● Stated goal: Write the next part of the essay about parents having their kids' backs, starting right after its last sentence.

● Source:
....

I had a conversation with a friend today about how amazing it is to see my kids stick up for one another. As an only child, I never knew what that could be like. I relied entirely on my parents to have my back.
And, they always did. My heroes.
As a parent, I believe (as my parents do) our kids need to trust that we know what's really important. And, that when it comes down to it, we are on their team. If internal justice must prevail, then it shall. If someone is to put us in our place, it should be someone who truly loves us - not a principal or teacher or coach, but someone who will take the time to explain why.
Unless all of those happen to be the same person, which only happens on Girl Meets World - a top five favorite show these days.
This may not make sense to some, but helping my kids to be secure, confident and able to express themselves is the most important gift I can give them. They are allowed to be creative, challenge the world, say "no" and communicate their feelings freely without fear.
The road leading to this brand of self-confidence may be a messy one at times. There are temper tantrums, testing of boundaries and lots of words that could have been said better. But, in my world, it's better to get it all out there and fine tune it later. You can argue with me, but you won't change my mind.
I remember the time I got caught putting a nasty note I had written in the backpack of someone who had been mean to me. Nothing crazy, just your average second grade, Jodi-likes-me-better-than-you type shenanigans. The teacher, Miss L, made me take the note home to have my mom sign it after I explained what I had done.
Ahhh sweet Miss L. That teacher hated me. If there was anyone bullying me in second grade, it was Miss L. And, my parents were keen to it.
I forged my mom's signature, as horribly as any eight year-old would, and didn't think too much about the incident again for several weeks. When it came time for parent-teacher conferences, Miss L drew the letter from her desk drawer with a sly confidence. She said to my mom with a smirk, "I have been meaning to ask you - is this your signature?"
I sat there frozen. But, my mother, as calm as I have ever seen her, said without even blinking, "Yes. Yes it is. I signed it on the dash of the car when I dropped Jenny off that morning." She locked eyes with Miss L. "Sorry if it's a little sloppy," she said.
I can't even remember getting in real trouble, but there is NO WAY I didn't. In the car on the way home, I remember my mom saying, "Don't ever do that again. She's got it in for you. Don't give her a reason. I mean it. That will disappoint me more than you forging my signature on a note, which I know you will never do again either."
And that was that.
My dad, on the other hand, was a little more colorful when defending his daughter. There are a good handful of examples, but this one sticks out in my mind just slightly more than the debachle at the DMV. Another time perhaps.

....

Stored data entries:

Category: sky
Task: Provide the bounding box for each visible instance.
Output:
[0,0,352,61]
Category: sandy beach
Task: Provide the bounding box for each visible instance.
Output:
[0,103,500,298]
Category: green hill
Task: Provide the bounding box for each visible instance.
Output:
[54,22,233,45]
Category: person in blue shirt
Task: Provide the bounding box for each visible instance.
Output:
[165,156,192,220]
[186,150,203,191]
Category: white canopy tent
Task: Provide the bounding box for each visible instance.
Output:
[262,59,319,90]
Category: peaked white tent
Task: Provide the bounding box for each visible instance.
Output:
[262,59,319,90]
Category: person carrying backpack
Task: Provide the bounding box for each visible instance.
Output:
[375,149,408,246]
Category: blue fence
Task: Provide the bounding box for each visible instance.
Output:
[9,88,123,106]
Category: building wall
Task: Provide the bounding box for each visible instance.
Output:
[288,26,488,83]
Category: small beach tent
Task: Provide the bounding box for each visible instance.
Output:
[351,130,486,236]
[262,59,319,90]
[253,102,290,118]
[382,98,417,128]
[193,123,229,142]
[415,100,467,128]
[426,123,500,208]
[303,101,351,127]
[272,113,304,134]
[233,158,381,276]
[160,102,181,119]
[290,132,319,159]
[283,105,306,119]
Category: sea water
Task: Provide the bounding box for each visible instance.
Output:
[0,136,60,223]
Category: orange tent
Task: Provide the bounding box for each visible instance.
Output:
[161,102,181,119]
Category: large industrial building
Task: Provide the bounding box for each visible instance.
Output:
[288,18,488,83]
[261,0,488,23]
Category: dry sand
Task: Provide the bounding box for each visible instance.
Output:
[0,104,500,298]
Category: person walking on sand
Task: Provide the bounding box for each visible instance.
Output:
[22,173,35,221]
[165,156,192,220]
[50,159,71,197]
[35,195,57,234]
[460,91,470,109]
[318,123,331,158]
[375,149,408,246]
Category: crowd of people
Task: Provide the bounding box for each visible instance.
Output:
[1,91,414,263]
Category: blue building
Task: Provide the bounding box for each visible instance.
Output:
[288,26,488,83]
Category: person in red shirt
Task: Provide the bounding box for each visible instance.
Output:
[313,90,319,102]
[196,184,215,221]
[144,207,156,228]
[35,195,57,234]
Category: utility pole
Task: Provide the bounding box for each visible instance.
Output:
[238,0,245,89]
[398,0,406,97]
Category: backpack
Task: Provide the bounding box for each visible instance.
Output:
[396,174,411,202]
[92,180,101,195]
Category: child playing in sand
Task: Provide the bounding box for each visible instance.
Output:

....

● The result:
I was in 4th grade and softball had just started. I attended practice at a park about a mile or so from my house. Coach assigned me the role of catcher. Oh yay. A bit of a right field daisy picker, I really only cared about hitting the ball. There was glory in crushing a bulky softball over the outfielder's head - watching the pitcher wave them back a few yards when I stepped up to the plate. Catching was thankless work in 4th grade.
As this was a Catholic school with a somewhat spare budget for sports equipment, the elastic on the ill-fitting mask coach gave me, was as loose as the waist band on my maternity underpants. The foam-padded, metal cage kept falling in my eyes. I couldn't see a damn thing.
To grab a tipped ball right in front of me, I pulled the mask up for a second. At precisely the same moment, the batter stepped back and drew the bat up behind her.
A piece of my beautiful (and relatively new) front tooth went flying. The remaining snaggle-tooth lacerated my lip and in an instant, I was a bloody, whimpering, ten year-old mess.
Coach said, “Don't worry. See. I have a chipped tooth too.” He pointed to his cockeyed, busted, piano keys and I cried even louder. He gave me a quarter and sent me about 120 yards to the pavilion to call my dad.
It was a loooooooong walk. I couldn't even figure out how to explain what had happened. Would I be in trouble? Half of one front tooth was clutched so hard in my left hand I could barely get the quarter into the pay phone slot.
This is the part of the story that will require explanation when I read this back to my kids later tonight. "What's a pay phone?"
"Daaaaad." That was all I could manage. My father, in typical fashion, responded to me through my sobs, “Calm down. What happened? Tell me again? Let me talk to the coach. Where is he? He said WHAAAAAT?”
I was still reliving my tale of woe (apparently to a dangling telephone) when I heard tires screech. By time I rounded the corner, I saw our car running in the middle of the road with the door open and my dad already three quarters of the way up the field to the coach.
I ran back toward my team to witness what was about to become something of a scene.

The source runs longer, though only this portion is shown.